MonsieurGonzalito said:


> 3. (???)


The original sentence is already in the style of sentence (2). In style (1), you could say something like: jis 3aurat ko maiN pyaar kartaa huuN, ye(h) _wo(h)_ hai (probably would be spoken with some emphasis on _wo(h)_ -- cf. English "The woman I love [who I was telling you about before], this is her!").


----------



## MonsieurGonzalito

aevynn said:


> [Tangentially: are the originals really sentences you found somewhere? Several of them sound strange to me. For example, the dropped _maiN_ in the first sentence is rather unusual. Also, _saamaan_ is a mass noun, so it's usually (always?) singular and using _ve_ to refer to it is strange. And I don't know for sure what your sentence 4 is trying to say. "They have fewer behavioral problems"...? If so, something like _un_ke ravaiye meN kam samasyaa'eN hotii haiN_ seems like a much more natural formulation... Anyway, I'll ignore these issues.]


Yes, I patched all of them together myself, based on different online examples, so it is no wonder they don't sound idiomatic.

Thanks for the detailed explanation. I recognize that the "tendency to introduce the main word early" has more explanatory power than the absence of presence of a specifier word.


----------



## MonsieurGonzalito

aevynn said:


> I'm not entirely sure what the "rules" are for when that specifier becomes optional. I guess in (1), probably what's going on is that the relative clause is already in the correct position (ie, in the position that would be occupied by the referrent of the relative clause), so that specifier is droppable.


According to this paper (which says some really interesting things, despite using the Chomskian gobbledigook), relative-correlative constructions are quite set and unmovable, and only the pair:  [relative first ("jo")] - [(correlative after (vo)] are *true *relative-correlative constructions. For those, the specifier is mandatory.

The other constructions ([2] and [3] in your examples), are just relative clauses whose noun happens to have a _vo _(as they might have a variery of other words such as  "ek", "sab", nothing, etc.).


----------



## aevynn

MonsieurGonzalito said:


> aevynn said:
> 
> 
> 
> I'm not entirely sure what the "rules" are for when that specifier becomes optional. I guess in (1), probably what's going on is that the relative clause is already in the correct position (ie, in the position that would be occupied by the referrent of the relative clause), so that specifier is droppable.
> 
> 
> 
> According to this paper (which says some really interesting things, despite using the Chomskian gobbledigook), relative-correlative constructions are quite set and unmovable, and only the pair: [relative first ("jo")] - [(correlative after (vo)] are *true *relative-correlative constructions. For those, the specifier is mandatory.
Click to expand...

Thanks for sharing! I agree that Beshears's thesis, and the references it cites (especially Dayal's "Locality in WH Quantification..."), do seem to suggest that the constructions used in sentences (1)--(3) of post #3 above are relative constructions of different types. It's fun seeing some of the data they present in support of this.

**Given problem**
Can you rewrite the part of the forum thread that opens with "Yes, I patched" and closes with "a specifier word.", changing "detailed explanation" to "thorough explanation"?

**Recorded data**

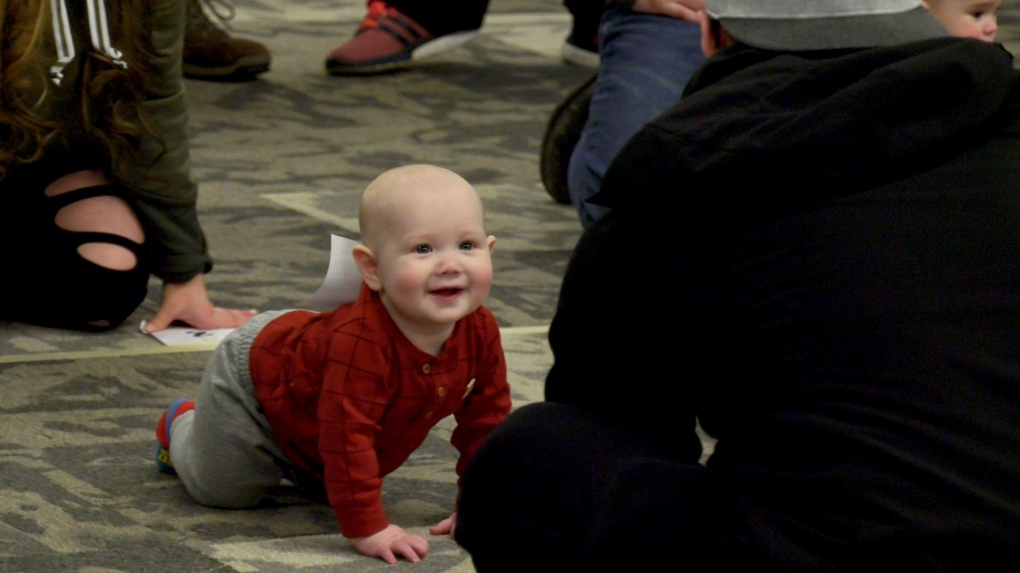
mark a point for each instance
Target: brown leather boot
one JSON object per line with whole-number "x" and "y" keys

**Output for this task**
Yes, I patched all of them together myself, based on different online examples, so it is no wonder they don't sound idiomatic.

Thanks for the thorough explanation. I recognize that the "tendency to introduce the main word early" has more explanatory power than the absence of presence of a specifier word.